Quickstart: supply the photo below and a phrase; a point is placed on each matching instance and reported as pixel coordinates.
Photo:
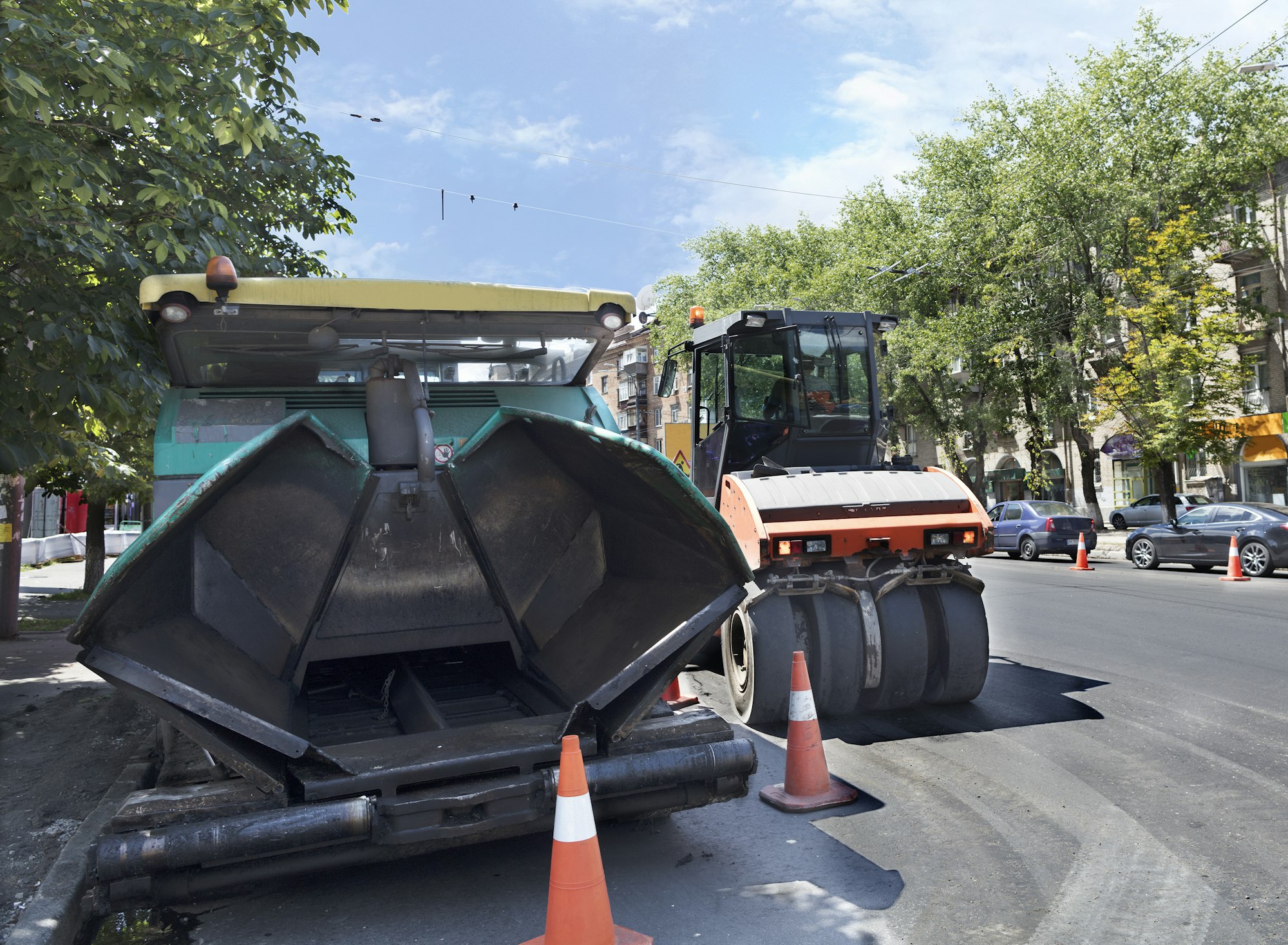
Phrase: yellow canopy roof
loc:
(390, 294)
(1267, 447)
☆ ☆ ☆ ☆ ☆ ☆ ☆
**Exercise aim:**
Reproduce the lines above, switching "canopy" to "awning" and changing nothing else. Leave out the pictures.

**Final result:**
Quickstart: supply the photo below and a phrase; a point is placed on each matching instance and reported as pixel coordinates.
Photo:
Phrase: yellow awning roof
loc:
(390, 294)
(1267, 447)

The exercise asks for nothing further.